- **GOAL**: Copy the lines below verbatim, beginning with the line that contains "Draw the outline of every instance of the overcast" and continuing through the end of the records.

[Annotation dataset entries]
>>>>
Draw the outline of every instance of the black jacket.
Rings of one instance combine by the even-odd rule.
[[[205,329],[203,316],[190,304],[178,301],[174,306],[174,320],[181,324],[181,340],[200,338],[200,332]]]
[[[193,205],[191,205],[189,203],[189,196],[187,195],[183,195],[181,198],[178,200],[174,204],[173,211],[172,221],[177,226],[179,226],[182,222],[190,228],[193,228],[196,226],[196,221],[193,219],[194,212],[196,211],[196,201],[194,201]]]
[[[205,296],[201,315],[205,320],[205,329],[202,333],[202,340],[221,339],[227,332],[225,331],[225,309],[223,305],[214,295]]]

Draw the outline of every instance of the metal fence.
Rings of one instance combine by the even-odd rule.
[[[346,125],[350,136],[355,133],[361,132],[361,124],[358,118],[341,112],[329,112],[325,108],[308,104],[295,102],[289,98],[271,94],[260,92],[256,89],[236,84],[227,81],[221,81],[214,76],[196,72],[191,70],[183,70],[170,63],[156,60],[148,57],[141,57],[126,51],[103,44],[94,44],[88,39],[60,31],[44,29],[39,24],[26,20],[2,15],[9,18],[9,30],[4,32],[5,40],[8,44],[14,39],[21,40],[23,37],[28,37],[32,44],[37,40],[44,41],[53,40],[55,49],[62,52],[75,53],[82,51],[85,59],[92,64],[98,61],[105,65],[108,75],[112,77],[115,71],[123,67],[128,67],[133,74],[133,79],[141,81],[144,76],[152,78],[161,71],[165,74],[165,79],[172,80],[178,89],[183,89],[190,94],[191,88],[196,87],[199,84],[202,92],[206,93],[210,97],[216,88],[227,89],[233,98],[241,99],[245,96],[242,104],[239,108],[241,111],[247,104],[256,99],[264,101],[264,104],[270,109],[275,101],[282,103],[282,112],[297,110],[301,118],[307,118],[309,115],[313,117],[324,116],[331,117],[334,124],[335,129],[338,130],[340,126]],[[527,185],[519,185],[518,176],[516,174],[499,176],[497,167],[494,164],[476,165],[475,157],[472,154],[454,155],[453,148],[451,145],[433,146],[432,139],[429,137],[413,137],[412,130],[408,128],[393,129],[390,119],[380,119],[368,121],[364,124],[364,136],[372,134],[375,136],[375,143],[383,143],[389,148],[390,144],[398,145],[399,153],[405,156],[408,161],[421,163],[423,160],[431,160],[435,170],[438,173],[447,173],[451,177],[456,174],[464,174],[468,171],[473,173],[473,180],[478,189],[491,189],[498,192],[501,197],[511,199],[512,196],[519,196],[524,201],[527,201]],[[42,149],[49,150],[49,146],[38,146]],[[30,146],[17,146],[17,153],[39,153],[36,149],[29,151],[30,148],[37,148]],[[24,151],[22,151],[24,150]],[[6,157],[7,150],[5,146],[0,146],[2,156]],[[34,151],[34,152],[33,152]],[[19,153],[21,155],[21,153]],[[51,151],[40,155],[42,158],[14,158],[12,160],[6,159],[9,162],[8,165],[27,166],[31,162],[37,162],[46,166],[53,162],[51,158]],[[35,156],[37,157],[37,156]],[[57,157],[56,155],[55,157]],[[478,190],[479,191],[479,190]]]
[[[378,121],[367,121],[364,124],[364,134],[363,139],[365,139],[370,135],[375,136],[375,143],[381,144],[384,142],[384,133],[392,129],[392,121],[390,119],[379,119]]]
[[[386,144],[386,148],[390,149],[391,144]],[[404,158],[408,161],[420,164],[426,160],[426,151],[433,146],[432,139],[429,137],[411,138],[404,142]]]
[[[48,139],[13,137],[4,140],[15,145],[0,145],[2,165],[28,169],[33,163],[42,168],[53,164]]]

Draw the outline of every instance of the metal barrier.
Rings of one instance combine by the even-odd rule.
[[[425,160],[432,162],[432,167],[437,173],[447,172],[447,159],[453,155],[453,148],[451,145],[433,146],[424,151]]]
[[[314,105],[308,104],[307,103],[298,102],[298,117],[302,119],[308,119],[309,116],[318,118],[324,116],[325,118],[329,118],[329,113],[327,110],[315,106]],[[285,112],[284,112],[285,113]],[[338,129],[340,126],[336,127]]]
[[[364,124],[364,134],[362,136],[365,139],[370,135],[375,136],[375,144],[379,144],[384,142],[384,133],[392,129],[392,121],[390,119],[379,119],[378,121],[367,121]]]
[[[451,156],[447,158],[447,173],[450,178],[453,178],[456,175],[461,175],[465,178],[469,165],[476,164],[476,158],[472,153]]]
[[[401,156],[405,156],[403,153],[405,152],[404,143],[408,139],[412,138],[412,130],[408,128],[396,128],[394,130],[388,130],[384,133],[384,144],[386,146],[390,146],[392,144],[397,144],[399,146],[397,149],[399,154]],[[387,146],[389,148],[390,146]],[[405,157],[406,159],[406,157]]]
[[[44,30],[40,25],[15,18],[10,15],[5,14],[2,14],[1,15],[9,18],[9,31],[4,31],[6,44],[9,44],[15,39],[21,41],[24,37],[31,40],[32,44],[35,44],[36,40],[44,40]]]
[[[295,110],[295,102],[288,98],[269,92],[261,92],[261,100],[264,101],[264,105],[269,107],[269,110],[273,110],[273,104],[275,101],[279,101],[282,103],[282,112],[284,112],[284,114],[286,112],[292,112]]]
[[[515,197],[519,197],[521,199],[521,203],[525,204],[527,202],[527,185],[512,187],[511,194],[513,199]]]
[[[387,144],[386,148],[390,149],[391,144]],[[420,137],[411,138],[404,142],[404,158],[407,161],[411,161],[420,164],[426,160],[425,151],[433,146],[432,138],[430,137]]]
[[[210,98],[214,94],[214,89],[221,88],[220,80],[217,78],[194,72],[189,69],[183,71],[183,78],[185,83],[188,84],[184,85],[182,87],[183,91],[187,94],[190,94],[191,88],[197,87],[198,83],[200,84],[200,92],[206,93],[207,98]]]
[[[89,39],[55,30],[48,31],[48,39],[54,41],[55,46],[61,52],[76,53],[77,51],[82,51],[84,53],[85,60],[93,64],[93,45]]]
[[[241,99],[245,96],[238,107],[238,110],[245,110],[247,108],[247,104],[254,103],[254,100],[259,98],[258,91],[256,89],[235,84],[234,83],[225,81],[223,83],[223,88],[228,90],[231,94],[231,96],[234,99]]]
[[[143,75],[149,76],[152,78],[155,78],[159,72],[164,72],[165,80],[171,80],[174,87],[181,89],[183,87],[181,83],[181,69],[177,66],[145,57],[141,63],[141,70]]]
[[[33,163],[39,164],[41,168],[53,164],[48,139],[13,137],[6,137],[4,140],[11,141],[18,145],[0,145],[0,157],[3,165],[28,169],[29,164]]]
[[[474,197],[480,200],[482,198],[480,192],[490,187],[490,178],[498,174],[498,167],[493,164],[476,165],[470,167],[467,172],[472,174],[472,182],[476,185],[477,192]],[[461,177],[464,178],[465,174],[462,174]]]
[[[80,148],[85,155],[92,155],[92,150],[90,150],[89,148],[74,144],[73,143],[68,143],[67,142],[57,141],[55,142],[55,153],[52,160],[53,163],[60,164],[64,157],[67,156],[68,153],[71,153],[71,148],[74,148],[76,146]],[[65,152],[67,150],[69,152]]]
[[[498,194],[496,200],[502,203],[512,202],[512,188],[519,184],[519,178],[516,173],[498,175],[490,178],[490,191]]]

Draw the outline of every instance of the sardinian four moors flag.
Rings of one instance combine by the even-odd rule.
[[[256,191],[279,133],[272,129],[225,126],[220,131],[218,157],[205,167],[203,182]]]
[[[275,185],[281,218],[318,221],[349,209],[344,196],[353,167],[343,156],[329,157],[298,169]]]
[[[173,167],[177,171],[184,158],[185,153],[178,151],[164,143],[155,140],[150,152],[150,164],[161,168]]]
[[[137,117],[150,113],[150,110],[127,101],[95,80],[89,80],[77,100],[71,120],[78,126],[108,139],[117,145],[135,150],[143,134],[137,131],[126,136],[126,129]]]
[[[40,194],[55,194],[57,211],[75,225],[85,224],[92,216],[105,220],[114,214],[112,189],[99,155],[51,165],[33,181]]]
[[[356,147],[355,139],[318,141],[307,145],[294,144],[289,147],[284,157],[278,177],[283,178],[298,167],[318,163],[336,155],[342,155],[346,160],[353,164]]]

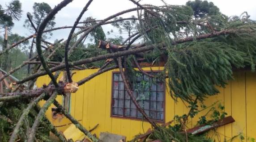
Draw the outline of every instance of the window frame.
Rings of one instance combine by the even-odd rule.
[[[162,71],[162,70],[154,70],[154,71],[148,71],[148,70],[144,70],[145,71],[150,73],[150,72],[158,72],[160,71]],[[120,116],[120,115],[116,115],[112,114],[112,105],[113,105],[113,91],[114,91],[114,74],[115,73],[120,73],[119,71],[112,71],[111,73],[111,106],[110,106],[110,117],[111,117],[113,118],[123,118],[126,119],[129,119],[129,120],[137,120],[137,121],[147,121],[147,120],[145,118],[139,118],[139,117],[129,117],[129,116]],[[141,73],[142,75],[144,75],[143,74]],[[153,119],[150,118],[151,120],[154,122],[159,123],[165,123],[165,115],[166,115],[166,83],[163,82],[163,120],[160,120],[157,119]],[[150,107],[150,106],[149,106]],[[137,109],[136,109],[137,110]]]

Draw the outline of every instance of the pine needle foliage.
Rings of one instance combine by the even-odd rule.
[[[21,103],[20,102],[22,102]],[[4,102],[0,107],[0,141],[9,142],[10,134],[19,121],[23,111],[27,107],[29,103],[27,99],[22,99],[12,102]],[[30,110],[29,115],[25,119],[24,123],[19,130],[17,139],[24,142],[27,138],[26,138],[28,129],[32,126],[35,117],[37,115],[37,109],[33,109]],[[53,142],[49,136],[50,131],[46,129],[44,125],[41,125],[43,129],[39,129],[36,136],[38,142]]]
[[[226,81],[233,79],[234,68],[248,66],[254,71],[256,22],[250,20],[247,13],[230,18],[220,13],[205,13],[195,18],[188,6],[145,6],[154,10],[138,12],[139,30],[144,33],[144,41],[156,46],[162,44],[167,49],[163,51],[156,48],[158,54],[145,54],[145,57],[150,57],[151,61],[162,54],[168,57],[164,71],[169,76],[170,94],[175,99],[179,97],[191,102],[193,96],[198,96],[203,100],[219,92],[215,86],[224,87]],[[147,32],[149,27],[152,29]],[[222,32],[196,39],[203,34]],[[177,44],[179,40],[188,37],[193,40]]]

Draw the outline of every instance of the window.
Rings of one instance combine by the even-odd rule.
[[[164,83],[142,74],[136,76],[136,81],[132,83],[132,88],[136,100],[151,119],[163,121]],[[113,72],[113,76],[112,116],[142,118],[142,115],[137,110],[125,90],[120,73]]]

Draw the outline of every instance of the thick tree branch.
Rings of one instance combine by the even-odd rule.
[[[98,139],[98,138],[94,136],[88,130],[86,129],[77,121],[69,113],[67,112],[65,109],[65,108],[59,104],[56,100],[54,100],[53,104],[56,107],[60,109],[62,113],[63,113],[67,118],[69,119],[69,120],[76,125],[77,128],[78,128],[78,129],[82,131],[86,136],[91,139],[93,142],[99,142],[99,140]]]
[[[76,27],[77,24],[78,24],[78,22],[80,19],[84,15],[84,13],[87,10],[88,8],[90,5],[90,4],[93,1],[93,0],[89,0],[89,1],[87,2],[82,11],[78,16],[78,17],[77,18],[75,23],[74,23],[74,25],[73,25],[73,28],[71,29],[71,30],[69,33],[69,35],[68,35],[68,39],[67,40],[67,42],[66,44],[65,45],[65,57],[64,57],[64,60],[65,60],[65,65],[66,67],[66,71],[67,71],[67,76],[68,77],[68,82],[71,83],[72,82],[72,79],[71,78],[71,76],[70,75],[70,71],[69,71],[69,67],[68,66],[68,46],[69,46],[69,42],[70,42],[70,40],[71,40],[71,38],[72,38],[72,36],[73,35],[73,33],[75,31],[75,29],[76,29]]]
[[[49,69],[48,66],[44,59],[44,58],[42,54],[42,49],[41,48],[41,41],[42,40],[42,35],[43,33],[43,31],[45,27],[46,27],[47,24],[49,21],[52,19],[54,16],[58,13],[58,12],[59,12],[63,8],[66,6],[66,5],[67,5],[69,3],[71,2],[73,0],[63,0],[51,11],[51,12],[47,15],[47,17],[39,26],[38,28],[38,34],[36,39],[37,53],[41,62],[42,63],[42,65],[45,71],[48,74],[48,75],[50,78],[51,78],[51,81],[53,82],[53,84],[56,87],[58,87],[58,83],[56,81],[54,76]]]
[[[37,130],[38,126],[40,124],[40,122],[44,116],[44,113],[47,110],[48,108],[50,107],[51,104],[52,104],[55,98],[57,96],[57,92],[54,92],[51,96],[50,98],[46,101],[43,106],[42,107],[38,115],[35,119],[34,124],[31,127],[30,133],[29,135],[28,142],[34,142],[34,139],[35,135],[36,132]]]
[[[14,129],[13,129],[13,131],[12,134],[12,136],[11,136],[9,142],[15,142],[16,137],[17,137],[17,134],[20,130],[20,128],[23,125],[23,122],[24,122],[24,119],[26,119],[26,117],[29,114],[30,109],[33,108],[35,106],[35,105],[36,105],[38,103],[39,101],[43,99],[45,96],[45,94],[42,93],[40,96],[39,96],[36,99],[34,100],[32,102],[29,104],[26,109],[24,109],[22,114],[20,117],[19,121],[16,124],[15,128],[14,128]]]

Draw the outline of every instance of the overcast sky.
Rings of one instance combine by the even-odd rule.
[[[3,6],[11,0],[0,0],[0,4]],[[20,0],[22,3],[23,11],[21,19],[18,21],[14,21],[15,25],[13,28],[13,33],[17,33],[20,35],[27,36],[30,35],[27,29],[23,27],[24,21],[26,18],[26,13],[32,13],[32,7],[34,2],[44,2],[48,4],[52,8],[61,0]],[[172,5],[185,4],[188,0],[165,0],[167,4]],[[55,27],[64,25],[72,25],[76,17],[79,14],[88,0],[74,0],[72,3],[64,8],[55,16]],[[160,0],[143,0],[141,4],[150,4],[156,5],[162,5]],[[217,6],[220,11],[228,16],[240,15],[244,11],[247,11],[251,15],[252,19],[256,20],[256,0],[211,0]],[[128,0],[94,0],[93,1],[88,10],[84,16],[91,16],[97,19],[101,20],[119,12],[125,9],[136,7],[136,5]],[[124,15],[123,17],[130,17],[132,14]],[[134,14],[136,14],[135,13]],[[109,31],[112,27],[111,25],[104,25],[103,27],[105,32]],[[68,37],[70,29],[59,30],[53,33],[53,38],[51,40],[55,39],[66,39]]]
<<<<
- **WRITTEN ANSWER**:
Draw the outline of every instance of the overcast sky.
Rings of one instance combine by the even-odd rule.
[[[3,6],[11,0],[0,0],[0,4]],[[20,0],[22,3],[23,11],[21,19],[18,21],[14,21],[15,25],[13,28],[13,33],[17,33],[20,35],[27,36],[30,35],[27,29],[23,27],[24,21],[26,18],[26,13],[32,13],[32,7],[34,2],[44,2],[48,4],[52,8],[61,0]],[[172,5],[185,4],[188,0],[165,0],[167,4]],[[55,27],[64,25],[72,25],[76,17],[79,14],[88,0],[74,0],[72,3],[64,8],[55,16]],[[160,0],[143,0],[141,4],[150,4],[156,5],[162,5]],[[217,6],[220,11],[228,16],[240,15],[244,11],[247,11],[251,15],[252,19],[256,20],[256,0],[211,0]],[[128,0],[94,0],[93,1],[88,10],[84,16],[91,16],[97,19],[101,20],[119,12],[125,9],[136,7],[136,5]],[[124,15],[123,17],[130,17],[132,14]],[[134,14],[136,14],[135,13]],[[109,31],[112,27],[111,25],[104,25],[103,27],[105,32]],[[68,37],[70,29],[59,30],[53,33],[53,38],[51,40],[55,39],[66,39]]]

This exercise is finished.